-- Begin Dataset records --

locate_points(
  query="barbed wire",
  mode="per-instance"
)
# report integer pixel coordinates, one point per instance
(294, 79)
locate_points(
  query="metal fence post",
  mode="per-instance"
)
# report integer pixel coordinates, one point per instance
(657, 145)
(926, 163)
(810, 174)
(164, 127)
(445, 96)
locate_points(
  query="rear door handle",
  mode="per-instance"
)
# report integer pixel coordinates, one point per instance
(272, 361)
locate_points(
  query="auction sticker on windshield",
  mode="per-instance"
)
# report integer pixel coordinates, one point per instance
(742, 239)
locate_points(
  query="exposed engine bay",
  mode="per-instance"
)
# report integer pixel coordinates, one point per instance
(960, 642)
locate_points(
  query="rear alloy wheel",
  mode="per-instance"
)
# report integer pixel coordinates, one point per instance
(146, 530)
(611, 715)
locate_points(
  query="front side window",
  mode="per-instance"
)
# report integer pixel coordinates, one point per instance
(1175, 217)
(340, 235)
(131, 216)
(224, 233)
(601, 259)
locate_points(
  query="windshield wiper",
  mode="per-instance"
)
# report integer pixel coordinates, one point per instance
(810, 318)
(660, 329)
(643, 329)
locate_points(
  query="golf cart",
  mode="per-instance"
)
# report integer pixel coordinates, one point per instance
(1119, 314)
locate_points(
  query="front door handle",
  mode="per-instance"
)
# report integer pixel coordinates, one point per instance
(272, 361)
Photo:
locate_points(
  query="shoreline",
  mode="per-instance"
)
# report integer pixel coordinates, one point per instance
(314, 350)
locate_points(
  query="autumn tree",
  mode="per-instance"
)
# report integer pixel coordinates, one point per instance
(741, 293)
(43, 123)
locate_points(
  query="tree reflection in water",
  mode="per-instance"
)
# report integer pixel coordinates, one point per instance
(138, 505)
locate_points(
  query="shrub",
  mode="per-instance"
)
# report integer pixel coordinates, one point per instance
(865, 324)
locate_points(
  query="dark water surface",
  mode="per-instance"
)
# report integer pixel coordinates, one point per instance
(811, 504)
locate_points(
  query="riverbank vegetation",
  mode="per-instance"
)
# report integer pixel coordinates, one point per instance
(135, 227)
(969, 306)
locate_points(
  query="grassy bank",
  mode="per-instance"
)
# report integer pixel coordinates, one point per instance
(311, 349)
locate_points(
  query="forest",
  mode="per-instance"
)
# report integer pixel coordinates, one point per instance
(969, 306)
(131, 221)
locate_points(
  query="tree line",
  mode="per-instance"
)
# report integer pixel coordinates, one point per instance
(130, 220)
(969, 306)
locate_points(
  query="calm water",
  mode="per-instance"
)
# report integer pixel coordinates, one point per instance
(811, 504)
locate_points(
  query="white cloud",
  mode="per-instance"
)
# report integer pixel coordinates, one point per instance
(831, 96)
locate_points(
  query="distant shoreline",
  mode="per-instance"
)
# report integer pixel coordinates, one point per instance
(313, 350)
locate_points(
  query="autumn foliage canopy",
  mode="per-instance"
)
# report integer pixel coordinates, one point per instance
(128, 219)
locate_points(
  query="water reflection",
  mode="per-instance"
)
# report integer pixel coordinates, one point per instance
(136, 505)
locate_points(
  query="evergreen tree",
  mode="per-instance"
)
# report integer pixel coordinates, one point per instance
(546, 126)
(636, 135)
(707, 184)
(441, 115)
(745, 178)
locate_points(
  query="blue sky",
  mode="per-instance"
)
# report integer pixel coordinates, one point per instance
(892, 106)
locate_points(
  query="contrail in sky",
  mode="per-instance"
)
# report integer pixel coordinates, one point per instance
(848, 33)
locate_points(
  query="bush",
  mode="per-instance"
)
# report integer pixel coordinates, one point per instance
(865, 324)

-- End Dataset records --

| What this task involves |
Gather every line in the data above that contains the string "rear". The match is case-sensitive.

| Answer below |
  query="rear door handle",
  query="rear alloy wheel",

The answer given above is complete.